DIRECTIONS
Copy out all the records exactly.

[Coordinate labeling data]
----
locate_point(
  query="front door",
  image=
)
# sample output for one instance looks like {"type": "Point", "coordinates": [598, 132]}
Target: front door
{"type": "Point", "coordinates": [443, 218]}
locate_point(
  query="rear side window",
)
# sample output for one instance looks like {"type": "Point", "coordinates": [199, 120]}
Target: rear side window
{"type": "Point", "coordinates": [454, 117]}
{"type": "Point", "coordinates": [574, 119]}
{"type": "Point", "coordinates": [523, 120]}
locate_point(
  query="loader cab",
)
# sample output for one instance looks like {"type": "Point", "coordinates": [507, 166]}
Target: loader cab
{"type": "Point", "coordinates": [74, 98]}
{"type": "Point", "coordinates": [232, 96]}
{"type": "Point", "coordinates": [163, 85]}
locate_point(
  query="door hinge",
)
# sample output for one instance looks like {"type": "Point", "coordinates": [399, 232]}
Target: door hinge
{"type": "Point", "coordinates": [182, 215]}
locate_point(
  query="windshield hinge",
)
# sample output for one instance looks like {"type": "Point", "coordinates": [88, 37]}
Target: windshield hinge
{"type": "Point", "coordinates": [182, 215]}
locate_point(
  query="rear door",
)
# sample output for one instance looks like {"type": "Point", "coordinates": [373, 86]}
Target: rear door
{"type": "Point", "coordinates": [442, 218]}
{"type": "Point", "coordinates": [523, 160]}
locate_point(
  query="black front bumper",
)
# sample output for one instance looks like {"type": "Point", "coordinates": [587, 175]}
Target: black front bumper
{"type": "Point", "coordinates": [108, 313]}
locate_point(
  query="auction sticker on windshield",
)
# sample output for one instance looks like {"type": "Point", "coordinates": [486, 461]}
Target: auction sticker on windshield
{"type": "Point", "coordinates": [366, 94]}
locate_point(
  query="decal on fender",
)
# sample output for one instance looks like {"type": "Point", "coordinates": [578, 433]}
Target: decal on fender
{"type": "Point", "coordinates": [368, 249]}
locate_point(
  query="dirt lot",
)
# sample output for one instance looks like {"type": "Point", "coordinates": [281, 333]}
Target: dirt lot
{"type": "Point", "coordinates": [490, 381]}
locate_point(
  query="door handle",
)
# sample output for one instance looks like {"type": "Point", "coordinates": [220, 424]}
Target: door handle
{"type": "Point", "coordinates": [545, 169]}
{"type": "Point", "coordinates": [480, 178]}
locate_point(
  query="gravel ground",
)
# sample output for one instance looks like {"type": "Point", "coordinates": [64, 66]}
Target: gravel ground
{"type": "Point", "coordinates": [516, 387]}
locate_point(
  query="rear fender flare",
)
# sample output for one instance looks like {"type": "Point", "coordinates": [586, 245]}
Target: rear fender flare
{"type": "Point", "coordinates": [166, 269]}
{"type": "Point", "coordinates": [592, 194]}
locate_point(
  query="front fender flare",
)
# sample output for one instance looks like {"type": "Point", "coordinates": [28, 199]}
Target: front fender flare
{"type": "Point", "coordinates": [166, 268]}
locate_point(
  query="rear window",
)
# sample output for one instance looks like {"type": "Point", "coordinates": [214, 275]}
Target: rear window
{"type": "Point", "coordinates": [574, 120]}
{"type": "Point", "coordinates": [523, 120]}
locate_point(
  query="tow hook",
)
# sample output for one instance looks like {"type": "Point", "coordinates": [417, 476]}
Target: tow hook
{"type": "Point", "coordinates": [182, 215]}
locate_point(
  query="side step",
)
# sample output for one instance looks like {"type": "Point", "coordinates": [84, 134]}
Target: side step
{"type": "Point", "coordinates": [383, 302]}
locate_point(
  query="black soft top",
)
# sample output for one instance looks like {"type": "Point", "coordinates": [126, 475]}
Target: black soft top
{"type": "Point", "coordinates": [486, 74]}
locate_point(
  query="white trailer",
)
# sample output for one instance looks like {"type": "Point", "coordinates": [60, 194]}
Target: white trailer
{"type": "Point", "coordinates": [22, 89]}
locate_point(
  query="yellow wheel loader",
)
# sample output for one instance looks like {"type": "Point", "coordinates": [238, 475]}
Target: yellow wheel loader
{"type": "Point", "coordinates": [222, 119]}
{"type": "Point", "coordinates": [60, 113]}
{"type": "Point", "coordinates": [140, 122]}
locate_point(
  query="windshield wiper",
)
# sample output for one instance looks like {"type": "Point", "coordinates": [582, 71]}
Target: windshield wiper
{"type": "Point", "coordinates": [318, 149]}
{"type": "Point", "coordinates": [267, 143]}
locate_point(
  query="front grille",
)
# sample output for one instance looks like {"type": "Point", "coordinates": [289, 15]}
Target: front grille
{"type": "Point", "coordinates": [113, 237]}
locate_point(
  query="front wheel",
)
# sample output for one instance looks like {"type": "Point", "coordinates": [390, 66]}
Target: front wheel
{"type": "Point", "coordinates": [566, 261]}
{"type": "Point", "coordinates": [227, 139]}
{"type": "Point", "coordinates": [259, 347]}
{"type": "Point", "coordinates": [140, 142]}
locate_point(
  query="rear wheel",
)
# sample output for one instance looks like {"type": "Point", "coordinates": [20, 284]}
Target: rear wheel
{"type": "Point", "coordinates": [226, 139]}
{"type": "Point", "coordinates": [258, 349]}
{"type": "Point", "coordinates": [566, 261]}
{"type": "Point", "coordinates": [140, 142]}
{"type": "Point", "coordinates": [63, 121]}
----
EXPECTED ANSWER
locate_point(
  query="front door",
  image=
)
# sample output for one instance looks like {"type": "Point", "coordinates": [598, 132]}
Target: front door
{"type": "Point", "coordinates": [443, 218]}
locate_point(
  query="rear side window",
)
# sample output for one instance looks like {"type": "Point", "coordinates": [199, 120]}
Target: rear side window
{"type": "Point", "coordinates": [454, 117]}
{"type": "Point", "coordinates": [574, 119]}
{"type": "Point", "coordinates": [523, 120]}
locate_point(
  query="loader cab",
)
# sample output for one instance looks like {"type": "Point", "coordinates": [507, 166]}
Target: loader cab
{"type": "Point", "coordinates": [74, 98]}
{"type": "Point", "coordinates": [232, 96]}
{"type": "Point", "coordinates": [163, 85]}
locate_point(
  query="door hinge",
)
# sample output for one instance looks like {"type": "Point", "coordinates": [399, 232]}
Target: door hinge
{"type": "Point", "coordinates": [182, 215]}
locate_point(
  query="windshield hinge",
)
# sample output for one instance looks like {"type": "Point", "coordinates": [88, 37]}
Target: windshield hinge
{"type": "Point", "coordinates": [182, 215]}
locate_point(
  query="rear door",
)
# sample output for one instance looks like {"type": "Point", "coordinates": [373, 86]}
Target: rear door
{"type": "Point", "coordinates": [442, 218]}
{"type": "Point", "coordinates": [523, 160]}
locate_point(
  query="black front bumper",
)
# sample output for one instance looks like {"type": "Point", "coordinates": [587, 175]}
Target: black front bumper
{"type": "Point", "coordinates": [108, 313]}
locate_point(
  query="auction sticker on windshield",
)
# sample output for one instance looks like {"type": "Point", "coordinates": [486, 461]}
Target: auction sticker on windshield
{"type": "Point", "coordinates": [366, 94]}
locate_point(
  query="decal on fender",
)
# sample output for one instance looks like {"type": "Point", "coordinates": [578, 433]}
Target: decal on fender
{"type": "Point", "coordinates": [368, 249]}
locate_point(
  query="dirt lot",
)
# sample output for one instance looks like {"type": "Point", "coordinates": [281, 333]}
Target: dirt lot
{"type": "Point", "coordinates": [490, 381]}
locate_point(
  query="door handle",
)
# sample output for one instance looks like {"type": "Point", "coordinates": [220, 424]}
Target: door handle
{"type": "Point", "coordinates": [545, 169]}
{"type": "Point", "coordinates": [480, 178]}
locate_point(
  query="gravel ground",
)
# sample output for one instance looks like {"type": "Point", "coordinates": [64, 66]}
Target: gravel ground
{"type": "Point", "coordinates": [516, 387]}
locate_point(
  query="rear fender flare",
)
# sample output for one instance looks like {"type": "Point", "coordinates": [586, 245]}
Target: rear fender flare
{"type": "Point", "coordinates": [166, 269]}
{"type": "Point", "coordinates": [592, 194]}
locate_point(
  query="front fender flare",
)
# sample output for one instance looks like {"type": "Point", "coordinates": [28, 199]}
Target: front fender flare
{"type": "Point", "coordinates": [166, 268]}
locate_point(
  query="rear window",
)
# sample output for one instance looks like {"type": "Point", "coordinates": [214, 275]}
Target: rear window
{"type": "Point", "coordinates": [574, 120]}
{"type": "Point", "coordinates": [523, 120]}
locate_point(
  query="tow hook",
)
# sample output for one instance looks like {"type": "Point", "coordinates": [417, 476]}
Target: tow hook
{"type": "Point", "coordinates": [182, 215]}
locate_point(
  query="side step",
)
# sample output for one instance looks like {"type": "Point", "coordinates": [84, 134]}
Target: side step
{"type": "Point", "coordinates": [383, 302]}
locate_point(
  query="black soft top",
)
# sample output for one instance looks like {"type": "Point", "coordinates": [126, 475]}
Target: black soft top
{"type": "Point", "coordinates": [486, 74]}
locate_point(
  query="white trailer",
)
# sample output for one instance looks like {"type": "Point", "coordinates": [60, 194]}
Target: white trailer
{"type": "Point", "coordinates": [22, 89]}
locate_point(
  query="yellow wheel loader",
)
# sample output for one instance looks like {"type": "Point", "coordinates": [238, 475]}
Target: yellow wheel loader
{"type": "Point", "coordinates": [222, 119]}
{"type": "Point", "coordinates": [60, 113]}
{"type": "Point", "coordinates": [140, 122]}
locate_point(
  query="windshield wiper",
)
# sample output for one instance looks like {"type": "Point", "coordinates": [582, 71]}
Target: windshield wiper
{"type": "Point", "coordinates": [318, 149]}
{"type": "Point", "coordinates": [267, 143]}
locate_point(
  query="front grille",
)
# sample output for one instance looks like {"type": "Point", "coordinates": [289, 15]}
Target: front grille
{"type": "Point", "coordinates": [113, 237]}
locate_point(
  query="front wheel",
)
# sample output for one instance looks like {"type": "Point", "coordinates": [390, 66]}
Target: front wheel
{"type": "Point", "coordinates": [566, 261]}
{"type": "Point", "coordinates": [227, 139]}
{"type": "Point", "coordinates": [259, 347]}
{"type": "Point", "coordinates": [140, 142]}
locate_point(
  query="rear wheel",
)
# sample output for one instance looks like {"type": "Point", "coordinates": [20, 284]}
Target: rear wheel
{"type": "Point", "coordinates": [226, 139]}
{"type": "Point", "coordinates": [258, 349]}
{"type": "Point", "coordinates": [566, 261]}
{"type": "Point", "coordinates": [140, 142]}
{"type": "Point", "coordinates": [63, 121]}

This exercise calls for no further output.